▶ **Work to complete**
Transcribe every line of the records verbatim.

Items from a data source
○ ○ ○ ○ ○ ○ ○
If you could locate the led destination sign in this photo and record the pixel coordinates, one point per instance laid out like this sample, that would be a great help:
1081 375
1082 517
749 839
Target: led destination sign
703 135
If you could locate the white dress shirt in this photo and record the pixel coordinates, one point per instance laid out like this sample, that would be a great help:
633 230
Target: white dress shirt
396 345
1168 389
○ ○ ○ ○ ○ ○ ○
▶ **Response below**
If you could locate the led destination sign in this photo and record the pixel coordinates, one point per instance laid out like this sample, that would be a great help:
1081 375
1082 517
749 839
Target: led destination sign
703 135
If you could locate the white dress shirt in this photo and record the pixel coordinates, one point per instance laid out like this sample, that would be a great help:
633 230
Target: white dress shirt
396 345
1168 389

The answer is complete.